>> BEGIN
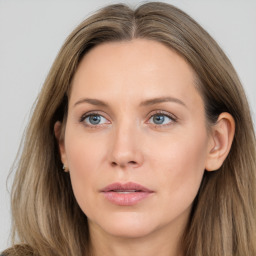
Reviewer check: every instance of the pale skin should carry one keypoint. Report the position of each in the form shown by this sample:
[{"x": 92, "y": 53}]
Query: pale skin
[{"x": 135, "y": 115}]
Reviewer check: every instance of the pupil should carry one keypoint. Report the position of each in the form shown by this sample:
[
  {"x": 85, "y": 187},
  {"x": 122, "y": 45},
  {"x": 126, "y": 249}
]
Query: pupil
[
  {"x": 94, "y": 119},
  {"x": 158, "y": 119}
]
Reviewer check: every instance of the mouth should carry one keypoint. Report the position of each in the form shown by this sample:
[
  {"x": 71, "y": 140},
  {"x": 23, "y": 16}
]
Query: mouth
[{"x": 127, "y": 194}]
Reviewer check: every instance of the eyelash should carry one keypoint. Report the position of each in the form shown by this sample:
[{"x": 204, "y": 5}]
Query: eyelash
[{"x": 173, "y": 119}]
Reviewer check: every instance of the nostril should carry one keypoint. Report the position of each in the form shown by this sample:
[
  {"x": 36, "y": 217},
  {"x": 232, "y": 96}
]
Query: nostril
[{"x": 114, "y": 164}]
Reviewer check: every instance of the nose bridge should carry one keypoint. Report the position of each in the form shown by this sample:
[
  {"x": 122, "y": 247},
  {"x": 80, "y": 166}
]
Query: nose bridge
[{"x": 125, "y": 150}]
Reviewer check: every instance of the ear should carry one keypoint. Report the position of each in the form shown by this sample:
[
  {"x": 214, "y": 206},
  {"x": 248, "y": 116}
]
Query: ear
[
  {"x": 60, "y": 140},
  {"x": 220, "y": 142}
]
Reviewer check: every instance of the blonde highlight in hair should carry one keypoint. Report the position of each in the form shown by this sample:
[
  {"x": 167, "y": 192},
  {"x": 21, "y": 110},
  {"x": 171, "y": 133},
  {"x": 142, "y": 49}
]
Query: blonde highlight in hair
[{"x": 46, "y": 216}]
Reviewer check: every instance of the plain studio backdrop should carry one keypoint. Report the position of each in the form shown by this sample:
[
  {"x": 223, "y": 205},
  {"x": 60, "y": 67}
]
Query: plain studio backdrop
[{"x": 32, "y": 32}]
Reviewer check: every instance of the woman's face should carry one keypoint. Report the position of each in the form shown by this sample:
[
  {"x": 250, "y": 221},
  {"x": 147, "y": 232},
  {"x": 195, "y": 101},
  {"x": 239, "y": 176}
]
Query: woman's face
[{"x": 135, "y": 143}]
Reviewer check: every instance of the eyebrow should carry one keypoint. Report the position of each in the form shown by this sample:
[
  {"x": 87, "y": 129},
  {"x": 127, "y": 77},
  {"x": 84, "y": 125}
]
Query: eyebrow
[
  {"x": 148, "y": 102},
  {"x": 161, "y": 100},
  {"x": 92, "y": 102}
]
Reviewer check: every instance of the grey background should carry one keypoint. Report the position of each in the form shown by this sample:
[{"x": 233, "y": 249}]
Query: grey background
[{"x": 32, "y": 32}]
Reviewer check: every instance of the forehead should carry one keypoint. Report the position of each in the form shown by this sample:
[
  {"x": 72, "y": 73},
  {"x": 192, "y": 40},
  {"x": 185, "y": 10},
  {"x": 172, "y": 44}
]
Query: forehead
[{"x": 133, "y": 70}]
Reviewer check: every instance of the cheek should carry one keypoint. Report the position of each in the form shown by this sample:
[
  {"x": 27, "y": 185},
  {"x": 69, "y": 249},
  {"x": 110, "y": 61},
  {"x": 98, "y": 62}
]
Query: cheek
[
  {"x": 180, "y": 165},
  {"x": 84, "y": 158}
]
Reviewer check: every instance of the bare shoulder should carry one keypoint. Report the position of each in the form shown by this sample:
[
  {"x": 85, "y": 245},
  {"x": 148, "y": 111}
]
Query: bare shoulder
[{"x": 19, "y": 250}]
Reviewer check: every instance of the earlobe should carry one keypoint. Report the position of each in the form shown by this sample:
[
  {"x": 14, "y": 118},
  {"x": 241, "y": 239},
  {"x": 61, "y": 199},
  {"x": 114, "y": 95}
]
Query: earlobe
[
  {"x": 60, "y": 140},
  {"x": 221, "y": 140}
]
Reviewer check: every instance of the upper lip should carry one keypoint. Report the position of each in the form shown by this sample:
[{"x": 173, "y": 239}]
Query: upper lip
[{"x": 129, "y": 186}]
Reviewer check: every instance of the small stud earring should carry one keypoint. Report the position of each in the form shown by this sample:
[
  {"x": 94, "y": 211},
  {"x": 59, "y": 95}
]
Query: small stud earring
[{"x": 64, "y": 168}]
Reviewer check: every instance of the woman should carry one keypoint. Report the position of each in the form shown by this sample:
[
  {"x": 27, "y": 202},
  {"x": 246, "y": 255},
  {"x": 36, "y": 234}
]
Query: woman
[{"x": 141, "y": 143}]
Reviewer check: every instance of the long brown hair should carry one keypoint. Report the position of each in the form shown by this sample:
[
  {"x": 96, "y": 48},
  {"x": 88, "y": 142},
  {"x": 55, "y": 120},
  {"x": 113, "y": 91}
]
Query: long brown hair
[{"x": 46, "y": 216}]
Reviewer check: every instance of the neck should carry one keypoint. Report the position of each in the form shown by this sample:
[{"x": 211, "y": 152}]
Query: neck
[{"x": 162, "y": 243}]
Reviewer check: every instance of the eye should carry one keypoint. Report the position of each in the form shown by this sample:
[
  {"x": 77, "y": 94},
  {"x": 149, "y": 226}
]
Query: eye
[
  {"x": 161, "y": 119},
  {"x": 94, "y": 119}
]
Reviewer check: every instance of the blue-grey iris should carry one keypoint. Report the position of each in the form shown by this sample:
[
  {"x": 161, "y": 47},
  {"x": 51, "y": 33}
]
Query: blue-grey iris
[{"x": 95, "y": 119}]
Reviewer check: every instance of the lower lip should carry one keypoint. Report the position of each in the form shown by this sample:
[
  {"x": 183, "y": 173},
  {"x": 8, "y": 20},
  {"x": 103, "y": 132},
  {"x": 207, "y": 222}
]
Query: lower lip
[{"x": 126, "y": 199}]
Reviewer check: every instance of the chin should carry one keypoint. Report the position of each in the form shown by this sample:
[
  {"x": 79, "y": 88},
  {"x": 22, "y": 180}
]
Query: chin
[{"x": 127, "y": 225}]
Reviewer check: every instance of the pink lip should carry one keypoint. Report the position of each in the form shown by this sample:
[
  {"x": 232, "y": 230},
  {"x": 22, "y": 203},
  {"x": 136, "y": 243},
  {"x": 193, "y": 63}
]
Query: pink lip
[{"x": 125, "y": 194}]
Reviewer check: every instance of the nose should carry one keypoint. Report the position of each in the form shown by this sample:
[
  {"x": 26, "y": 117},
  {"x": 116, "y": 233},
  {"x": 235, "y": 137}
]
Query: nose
[{"x": 125, "y": 150}]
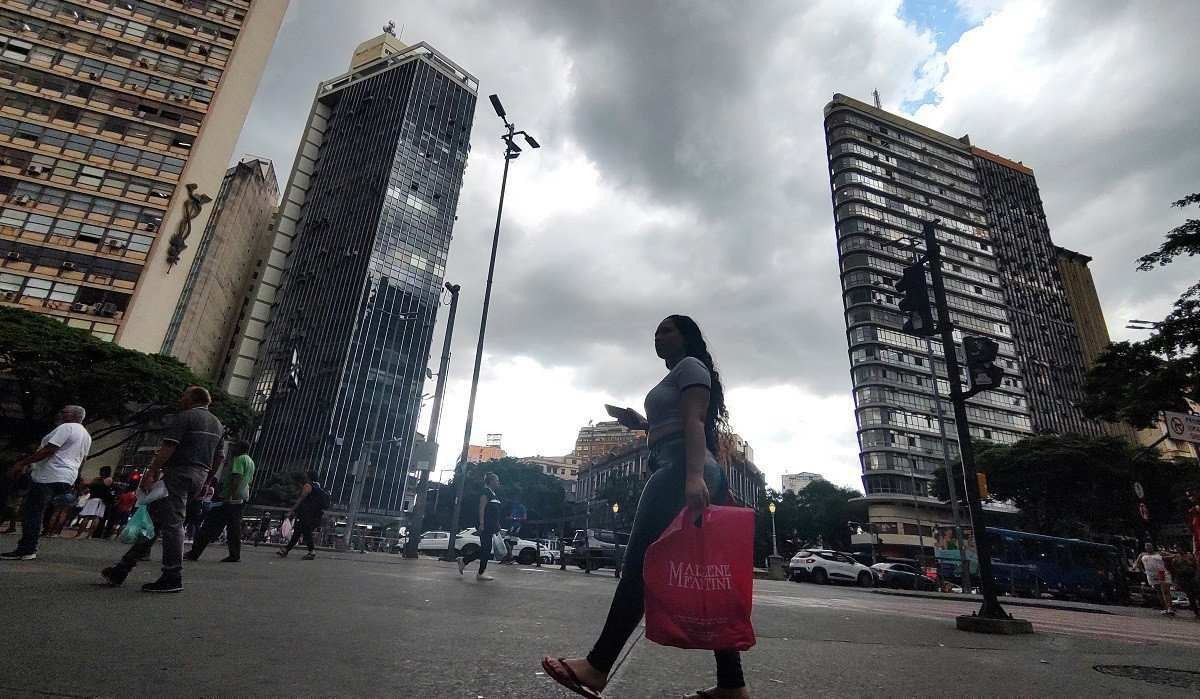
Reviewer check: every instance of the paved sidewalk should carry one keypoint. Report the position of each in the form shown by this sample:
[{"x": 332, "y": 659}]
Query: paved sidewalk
[
  {"x": 370, "y": 625},
  {"x": 1018, "y": 602}
]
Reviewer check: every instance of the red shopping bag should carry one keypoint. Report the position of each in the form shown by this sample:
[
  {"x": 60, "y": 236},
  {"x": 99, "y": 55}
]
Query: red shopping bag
[{"x": 700, "y": 580}]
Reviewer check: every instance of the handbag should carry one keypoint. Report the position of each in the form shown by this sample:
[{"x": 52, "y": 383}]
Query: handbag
[
  {"x": 700, "y": 580},
  {"x": 139, "y": 526}
]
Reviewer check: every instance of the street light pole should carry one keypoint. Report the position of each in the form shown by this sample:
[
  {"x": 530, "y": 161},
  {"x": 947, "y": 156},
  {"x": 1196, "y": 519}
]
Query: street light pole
[
  {"x": 951, "y": 487},
  {"x": 774, "y": 536},
  {"x": 990, "y": 610},
  {"x": 418, "y": 519},
  {"x": 511, "y": 151}
]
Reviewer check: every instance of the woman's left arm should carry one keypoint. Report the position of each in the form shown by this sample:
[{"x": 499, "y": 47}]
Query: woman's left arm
[{"x": 694, "y": 408}]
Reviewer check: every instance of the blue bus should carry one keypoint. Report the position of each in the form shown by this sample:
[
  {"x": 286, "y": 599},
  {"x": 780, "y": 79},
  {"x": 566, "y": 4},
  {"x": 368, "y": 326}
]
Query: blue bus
[{"x": 1031, "y": 565}]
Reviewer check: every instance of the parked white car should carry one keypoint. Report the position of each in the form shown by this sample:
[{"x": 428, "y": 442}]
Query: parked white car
[
  {"x": 823, "y": 566},
  {"x": 433, "y": 542},
  {"x": 523, "y": 550}
]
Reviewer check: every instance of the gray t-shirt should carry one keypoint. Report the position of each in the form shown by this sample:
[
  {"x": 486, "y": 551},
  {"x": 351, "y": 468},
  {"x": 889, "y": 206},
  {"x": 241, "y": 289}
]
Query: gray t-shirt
[
  {"x": 197, "y": 436},
  {"x": 663, "y": 408}
]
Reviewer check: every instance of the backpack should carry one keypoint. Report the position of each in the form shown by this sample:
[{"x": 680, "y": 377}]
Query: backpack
[{"x": 318, "y": 499}]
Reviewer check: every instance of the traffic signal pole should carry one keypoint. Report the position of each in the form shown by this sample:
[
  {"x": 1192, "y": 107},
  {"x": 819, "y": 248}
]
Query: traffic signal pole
[{"x": 991, "y": 610}]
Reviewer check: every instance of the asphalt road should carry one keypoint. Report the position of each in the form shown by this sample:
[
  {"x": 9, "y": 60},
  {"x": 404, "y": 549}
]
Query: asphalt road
[{"x": 352, "y": 625}]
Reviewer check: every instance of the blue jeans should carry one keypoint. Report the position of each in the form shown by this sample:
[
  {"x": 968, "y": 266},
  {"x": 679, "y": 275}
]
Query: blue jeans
>> END
Task prompt> Repeat exactly, and only, the lines from the line with "Reviewer check: every instance of the traffic" through the end of the listing above, both ends included.

Task response>
Reviewer check: every instance of the traffic signal pole should carry one keypoint. Report the position of each in the form shown by this sample:
[
  {"x": 1192, "y": 107},
  {"x": 819, "y": 248}
]
Query: traffic signal pole
[{"x": 991, "y": 610}]
Reviewer check: every instance of the asphalt road should carry one keypoint. Report the position of each in the form shown by this sample:
[
  {"x": 9, "y": 60},
  {"x": 404, "y": 549}
]
Query: asphalt road
[{"x": 352, "y": 625}]
Reviewer check: every instance of the blue jeans should carry one keypoint. Report the position of each in the form shown by this sample:
[
  {"x": 968, "y": 266},
  {"x": 679, "y": 275}
]
Query: blue jeans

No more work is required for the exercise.